## TEXTO DE ORIGEM
* * * * * * *
SE TIVESSE que eleger um traço para distinguir os anos Lula, diria que eles têm sido marcados pelo rebaixamento da vida nacional. A começar pelo sucateamento da esperança, tudo de alguma forma se nivelou por baixo. É curiosa, aliás, a realização histórica do slogan da campanha petista: o desassombro com que se foi ao pote pelo menos até a descoberta do mensalão -e tenho dúvidas de que algo substantivo tenha mudado- basta para constatar que temor, neste governo, só do mercado.
"A esperança venceu o medo" funciona mais ou menos como o "caçador de marajás", slogan de Collor que já prenunciava, para quem soubesse ler nas entrelinhas, o desmantelamento do Estado que seu governo iria levar a cabo.
Os ventos, porém, sopram a favor de Lula. Tudo melhorou -é o que mais se ouve por aí. Muito bem. Pergunto se a ladainha oficial não seria, antes, a expressão do cinismo dos vitoriosos e recém-convertidos diante das evidências de que não vamos mais nos tornar uma sociedade decente, como um dia essa turma já pretendeu.
* * * * * * *
## TRECHOS DOS DADOS
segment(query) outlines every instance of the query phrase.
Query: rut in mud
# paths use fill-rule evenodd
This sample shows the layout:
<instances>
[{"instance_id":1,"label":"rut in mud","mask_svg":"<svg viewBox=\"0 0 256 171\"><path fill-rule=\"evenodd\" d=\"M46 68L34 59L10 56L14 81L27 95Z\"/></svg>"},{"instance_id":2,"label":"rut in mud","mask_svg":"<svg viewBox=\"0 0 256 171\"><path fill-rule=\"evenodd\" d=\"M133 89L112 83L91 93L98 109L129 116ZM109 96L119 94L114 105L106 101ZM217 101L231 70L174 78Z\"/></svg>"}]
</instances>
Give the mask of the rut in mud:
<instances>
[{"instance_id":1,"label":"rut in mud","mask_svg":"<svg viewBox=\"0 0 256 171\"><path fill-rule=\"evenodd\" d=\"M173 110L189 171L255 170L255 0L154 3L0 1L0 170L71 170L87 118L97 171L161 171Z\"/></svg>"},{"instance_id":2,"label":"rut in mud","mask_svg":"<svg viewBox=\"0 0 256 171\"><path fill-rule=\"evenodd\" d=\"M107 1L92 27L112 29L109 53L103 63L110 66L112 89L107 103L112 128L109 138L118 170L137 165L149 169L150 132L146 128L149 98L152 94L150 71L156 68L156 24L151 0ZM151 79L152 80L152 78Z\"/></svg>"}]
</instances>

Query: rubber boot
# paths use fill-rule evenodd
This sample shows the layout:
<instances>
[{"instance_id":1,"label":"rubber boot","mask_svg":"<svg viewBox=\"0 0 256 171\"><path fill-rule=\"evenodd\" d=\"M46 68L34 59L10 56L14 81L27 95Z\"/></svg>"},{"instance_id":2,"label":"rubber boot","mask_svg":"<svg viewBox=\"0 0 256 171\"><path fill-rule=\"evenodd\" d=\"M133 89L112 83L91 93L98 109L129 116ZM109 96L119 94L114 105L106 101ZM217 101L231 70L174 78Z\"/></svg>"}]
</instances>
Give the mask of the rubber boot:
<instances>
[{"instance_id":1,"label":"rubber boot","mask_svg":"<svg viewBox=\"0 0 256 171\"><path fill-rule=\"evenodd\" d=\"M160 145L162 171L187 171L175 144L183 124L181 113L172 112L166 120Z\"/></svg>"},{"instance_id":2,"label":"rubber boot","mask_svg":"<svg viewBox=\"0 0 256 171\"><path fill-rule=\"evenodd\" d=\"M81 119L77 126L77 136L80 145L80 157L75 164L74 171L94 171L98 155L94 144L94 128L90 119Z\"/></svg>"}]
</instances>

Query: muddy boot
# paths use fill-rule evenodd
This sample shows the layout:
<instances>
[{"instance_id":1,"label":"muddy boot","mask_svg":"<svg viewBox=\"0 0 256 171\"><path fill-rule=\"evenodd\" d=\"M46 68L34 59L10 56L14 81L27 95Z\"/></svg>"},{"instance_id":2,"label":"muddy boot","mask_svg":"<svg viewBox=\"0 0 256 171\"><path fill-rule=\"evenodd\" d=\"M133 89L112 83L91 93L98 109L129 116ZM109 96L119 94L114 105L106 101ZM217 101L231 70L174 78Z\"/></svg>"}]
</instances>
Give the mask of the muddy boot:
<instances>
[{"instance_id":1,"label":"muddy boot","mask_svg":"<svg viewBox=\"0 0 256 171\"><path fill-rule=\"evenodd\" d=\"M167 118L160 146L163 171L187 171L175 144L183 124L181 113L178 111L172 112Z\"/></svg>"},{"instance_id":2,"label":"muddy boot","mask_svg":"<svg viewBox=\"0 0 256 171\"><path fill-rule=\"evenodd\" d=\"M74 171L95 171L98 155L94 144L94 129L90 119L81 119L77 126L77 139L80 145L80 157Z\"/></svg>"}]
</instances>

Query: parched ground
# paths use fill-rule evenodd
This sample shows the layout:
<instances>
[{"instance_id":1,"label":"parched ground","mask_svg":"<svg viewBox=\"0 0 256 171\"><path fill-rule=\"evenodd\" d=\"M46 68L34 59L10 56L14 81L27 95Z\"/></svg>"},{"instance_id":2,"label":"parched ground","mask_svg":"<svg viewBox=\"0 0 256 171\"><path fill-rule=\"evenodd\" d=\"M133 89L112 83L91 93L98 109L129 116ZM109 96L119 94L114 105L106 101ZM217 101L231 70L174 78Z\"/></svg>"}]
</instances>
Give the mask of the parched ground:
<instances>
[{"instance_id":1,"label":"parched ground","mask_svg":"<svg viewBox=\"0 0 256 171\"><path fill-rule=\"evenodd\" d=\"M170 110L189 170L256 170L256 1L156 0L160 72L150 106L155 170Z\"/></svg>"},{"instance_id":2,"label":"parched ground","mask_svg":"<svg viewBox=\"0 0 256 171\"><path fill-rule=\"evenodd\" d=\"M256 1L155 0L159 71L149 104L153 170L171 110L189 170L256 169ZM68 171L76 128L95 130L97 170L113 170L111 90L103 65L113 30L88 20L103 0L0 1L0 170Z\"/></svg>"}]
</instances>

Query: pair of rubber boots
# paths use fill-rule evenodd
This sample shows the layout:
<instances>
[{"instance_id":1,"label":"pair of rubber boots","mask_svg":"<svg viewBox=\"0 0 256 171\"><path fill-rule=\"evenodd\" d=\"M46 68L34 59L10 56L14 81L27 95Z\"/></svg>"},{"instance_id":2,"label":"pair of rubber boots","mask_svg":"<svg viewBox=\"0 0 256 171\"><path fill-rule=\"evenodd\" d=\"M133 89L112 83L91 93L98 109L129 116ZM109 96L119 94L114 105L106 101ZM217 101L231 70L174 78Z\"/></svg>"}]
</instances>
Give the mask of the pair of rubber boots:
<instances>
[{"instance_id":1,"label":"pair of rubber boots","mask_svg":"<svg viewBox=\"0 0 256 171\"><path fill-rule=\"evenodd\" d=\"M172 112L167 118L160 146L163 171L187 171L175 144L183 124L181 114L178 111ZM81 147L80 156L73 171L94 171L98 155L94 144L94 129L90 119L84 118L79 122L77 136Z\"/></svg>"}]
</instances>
* * * * * * *
## OBJETIVO DO EXERCÍCIO
Cite na íntegra o texto de origem sobre os anos Lula, sem mudar nenhuma palavra.

## RESPOSTA DO EXERCÍCIO
SE TIVESSE que eleger um traço para distinguir os anos Lula, diria que eles têm sido marcados pelo rebaixamento da vida nacional. A começar pelo sucateamento da esperança, tudo de alguma forma se nivelou por baixo. É curiosa, aliás, a realização histórica do slogan da campanha petista: o desassombro com que se foi ao pote pelo menos até a descoberta do mensalão -e tenho dúvidas de que algo substantivo tenha mudado- basta para constatar que temor, neste governo, só do mercado.
"A esperança venceu o medo" funciona mais ou menos como o "caçador de marajás", slogan de Collor que já prenunciava, para quem soubesse ler nas entrelinhas, o desmantelamento do Estado que seu governo iria levar a cabo.
Os ventos, porém, sopram a favor de Lula. Tudo melhorou -é o que mais se ouve por aí. Muito bem. Pergunto se a ladainha oficial não seria, antes, a expressão do cinismo dos vitoriosos e recém-convertidos diante das evidências de que não vamos mais nos tornar uma sociedade decente, como um dia essa turma já pretendeu.